-- MATERIAL FOR THIS EXERCISE follows --

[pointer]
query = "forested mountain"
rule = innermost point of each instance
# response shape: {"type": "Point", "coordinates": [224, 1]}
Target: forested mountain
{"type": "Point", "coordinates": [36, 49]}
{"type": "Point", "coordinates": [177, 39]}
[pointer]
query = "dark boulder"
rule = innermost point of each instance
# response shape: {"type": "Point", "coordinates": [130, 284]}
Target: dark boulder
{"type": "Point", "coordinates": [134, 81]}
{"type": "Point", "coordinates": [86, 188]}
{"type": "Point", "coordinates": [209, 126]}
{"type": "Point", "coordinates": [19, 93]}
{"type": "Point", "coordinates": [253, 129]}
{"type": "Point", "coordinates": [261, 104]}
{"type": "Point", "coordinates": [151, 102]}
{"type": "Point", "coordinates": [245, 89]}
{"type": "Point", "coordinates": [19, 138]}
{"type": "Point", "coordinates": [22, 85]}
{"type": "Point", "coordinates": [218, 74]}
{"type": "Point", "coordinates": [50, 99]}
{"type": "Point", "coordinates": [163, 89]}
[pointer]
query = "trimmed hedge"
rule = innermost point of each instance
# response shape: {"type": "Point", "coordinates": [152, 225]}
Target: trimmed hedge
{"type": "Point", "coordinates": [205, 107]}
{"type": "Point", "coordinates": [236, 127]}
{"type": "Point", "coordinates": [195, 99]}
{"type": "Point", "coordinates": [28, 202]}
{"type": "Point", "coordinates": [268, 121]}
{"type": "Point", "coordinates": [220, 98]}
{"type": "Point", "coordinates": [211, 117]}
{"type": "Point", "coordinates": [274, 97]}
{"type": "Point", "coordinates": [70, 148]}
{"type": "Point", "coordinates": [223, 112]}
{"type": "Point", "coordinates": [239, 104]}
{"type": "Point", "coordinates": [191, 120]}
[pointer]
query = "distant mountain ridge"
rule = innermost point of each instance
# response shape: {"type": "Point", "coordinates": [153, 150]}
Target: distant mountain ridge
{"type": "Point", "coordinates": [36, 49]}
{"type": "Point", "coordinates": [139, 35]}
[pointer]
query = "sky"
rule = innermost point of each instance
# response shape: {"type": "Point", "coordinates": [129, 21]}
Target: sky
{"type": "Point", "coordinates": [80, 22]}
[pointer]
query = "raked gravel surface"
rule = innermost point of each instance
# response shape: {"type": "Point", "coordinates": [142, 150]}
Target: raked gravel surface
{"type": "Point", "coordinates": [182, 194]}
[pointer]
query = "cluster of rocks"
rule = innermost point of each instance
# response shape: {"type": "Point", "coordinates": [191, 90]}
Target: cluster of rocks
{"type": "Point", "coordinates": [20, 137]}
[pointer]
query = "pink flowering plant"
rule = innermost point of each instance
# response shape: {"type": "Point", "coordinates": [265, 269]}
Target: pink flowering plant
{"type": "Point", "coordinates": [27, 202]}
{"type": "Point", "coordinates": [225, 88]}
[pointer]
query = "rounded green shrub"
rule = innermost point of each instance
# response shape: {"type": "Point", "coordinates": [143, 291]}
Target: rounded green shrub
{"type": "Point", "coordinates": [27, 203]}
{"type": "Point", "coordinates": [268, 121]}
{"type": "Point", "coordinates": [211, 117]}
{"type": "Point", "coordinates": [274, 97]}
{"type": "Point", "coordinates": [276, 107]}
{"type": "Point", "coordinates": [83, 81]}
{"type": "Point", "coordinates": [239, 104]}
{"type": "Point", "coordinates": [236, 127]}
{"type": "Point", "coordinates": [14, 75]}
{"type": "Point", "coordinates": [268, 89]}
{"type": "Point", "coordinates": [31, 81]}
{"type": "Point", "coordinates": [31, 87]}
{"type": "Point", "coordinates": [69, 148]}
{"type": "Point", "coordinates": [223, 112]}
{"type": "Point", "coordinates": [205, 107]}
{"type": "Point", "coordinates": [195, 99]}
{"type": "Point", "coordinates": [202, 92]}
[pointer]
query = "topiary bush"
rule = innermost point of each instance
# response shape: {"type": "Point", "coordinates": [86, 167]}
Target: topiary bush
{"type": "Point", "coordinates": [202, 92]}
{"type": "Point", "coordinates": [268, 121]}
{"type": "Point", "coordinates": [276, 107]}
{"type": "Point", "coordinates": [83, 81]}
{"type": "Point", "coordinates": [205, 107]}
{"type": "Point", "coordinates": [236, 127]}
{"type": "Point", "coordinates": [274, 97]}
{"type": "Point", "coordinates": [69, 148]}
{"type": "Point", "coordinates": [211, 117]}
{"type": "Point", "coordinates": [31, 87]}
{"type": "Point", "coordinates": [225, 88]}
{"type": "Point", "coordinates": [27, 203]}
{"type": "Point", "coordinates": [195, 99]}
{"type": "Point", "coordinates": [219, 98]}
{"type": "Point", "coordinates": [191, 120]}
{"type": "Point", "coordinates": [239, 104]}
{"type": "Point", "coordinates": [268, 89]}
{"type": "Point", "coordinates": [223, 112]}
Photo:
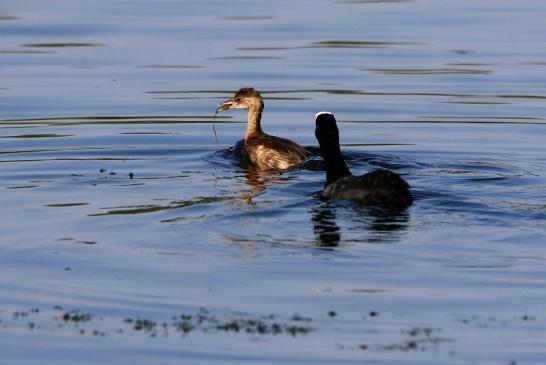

-- MATERIAL FOR THIS EXERCISE concluded --

WHAT YOU SHOULD DO: From the first line to the last, repeat the records exactly and skip the pictures.

SOLUTION FOR THIS PROBLEM:
[pointer]
query = "forested mountain"
rule = innermost point of each instance
# response shape: {"type": "Point", "coordinates": [224, 1]}
Target: forested mountain
{"type": "Point", "coordinates": [36, 49]}
{"type": "Point", "coordinates": [177, 39]}
[pointer]
query = "dark boulder"
rule = innermost point of each instance
# response shape: {"type": "Point", "coordinates": [130, 284]}
Target: dark boulder
{"type": "Point", "coordinates": [134, 81]}
{"type": "Point", "coordinates": [86, 188]}
{"type": "Point", "coordinates": [209, 126]}
{"type": "Point", "coordinates": [19, 93]}
{"type": "Point", "coordinates": [253, 129]}
{"type": "Point", "coordinates": [261, 104]}
{"type": "Point", "coordinates": [151, 102]}
{"type": "Point", "coordinates": [245, 89]}
{"type": "Point", "coordinates": [19, 138]}
{"type": "Point", "coordinates": [22, 85]}
{"type": "Point", "coordinates": [218, 74]}
{"type": "Point", "coordinates": [50, 99]}
{"type": "Point", "coordinates": [163, 89]}
[pointer]
query = "trimmed hedge"
rule = innermost point of each instance
# response shape: {"type": "Point", "coordinates": [152, 225]}
Target: trimmed hedge
{"type": "Point", "coordinates": [205, 107]}
{"type": "Point", "coordinates": [236, 127]}
{"type": "Point", "coordinates": [195, 99]}
{"type": "Point", "coordinates": [28, 202]}
{"type": "Point", "coordinates": [268, 121]}
{"type": "Point", "coordinates": [220, 98]}
{"type": "Point", "coordinates": [211, 117]}
{"type": "Point", "coordinates": [274, 97]}
{"type": "Point", "coordinates": [70, 148]}
{"type": "Point", "coordinates": [223, 112]}
{"type": "Point", "coordinates": [239, 104]}
{"type": "Point", "coordinates": [191, 120]}
[pointer]
query = "distant mountain ridge"
rule = innermost point of each instance
# response shape: {"type": "Point", "coordinates": [153, 150]}
Target: distant mountain ridge
{"type": "Point", "coordinates": [36, 49]}
{"type": "Point", "coordinates": [139, 35]}
[pointer]
query = "sky"
rule = innermost point of each instance
# response shape: {"type": "Point", "coordinates": [129, 21]}
Target: sky
{"type": "Point", "coordinates": [80, 22]}
[pointer]
query = "raked gravel surface"
rule = innermost point of each instance
# response shape: {"type": "Point", "coordinates": [142, 150]}
Target: raked gravel surface
{"type": "Point", "coordinates": [182, 194]}
[pointer]
query = "cluster of rocks"
rule = innermost point of each instance
# response shape: {"type": "Point", "coordinates": [191, 90]}
Target: cluster of rocks
{"type": "Point", "coordinates": [20, 137]}
[pointer]
query = "pink flowering plant"
rule = innermost point of each instance
# response shape: {"type": "Point", "coordinates": [265, 269]}
Target: pink flowering plant
{"type": "Point", "coordinates": [27, 202]}
{"type": "Point", "coordinates": [225, 88]}
[pointer]
query = "rounded green shrub"
rule = innermost point of each instance
# response shape: {"type": "Point", "coordinates": [143, 291]}
Target: rounded green shrub
{"type": "Point", "coordinates": [27, 203]}
{"type": "Point", "coordinates": [268, 121]}
{"type": "Point", "coordinates": [211, 117]}
{"type": "Point", "coordinates": [274, 97]}
{"type": "Point", "coordinates": [276, 107]}
{"type": "Point", "coordinates": [83, 81]}
{"type": "Point", "coordinates": [239, 104]}
{"type": "Point", "coordinates": [236, 127]}
{"type": "Point", "coordinates": [14, 75]}
{"type": "Point", "coordinates": [268, 89]}
{"type": "Point", "coordinates": [31, 81]}
{"type": "Point", "coordinates": [31, 87]}
{"type": "Point", "coordinates": [69, 148]}
{"type": "Point", "coordinates": [223, 112]}
{"type": "Point", "coordinates": [205, 107]}
{"type": "Point", "coordinates": [195, 99]}
{"type": "Point", "coordinates": [202, 92]}
[pointer]
query = "topiary bush"
rule = innermost point of each instance
# response shape: {"type": "Point", "coordinates": [86, 167]}
Target: topiary bush
{"type": "Point", "coordinates": [202, 92]}
{"type": "Point", "coordinates": [268, 121]}
{"type": "Point", "coordinates": [276, 107]}
{"type": "Point", "coordinates": [83, 81]}
{"type": "Point", "coordinates": [205, 107]}
{"type": "Point", "coordinates": [236, 127]}
{"type": "Point", "coordinates": [274, 97]}
{"type": "Point", "coordinates": [69, 148]}
{"type": "Point", "coordinates": [211, 117]}
{"type": "Point", "coordinates": [31, 87]}
{"type": "Point", "coordinates": [225, 88]}
{"type": "Point", "coordinates": [27, 203]}
{"type": "Point", "coordinates": [195, 99]}
{"type": "Point", "coordinates": [219, 98]}
{"type": "Point", "coordinates": [191, 120]}
{"type": "Point", "coordinates": [239, 104]}
{"type": "Point", "coordinates": [268, 89]}
{"type": "Point", "coordinates": [223, 112]}
Photo:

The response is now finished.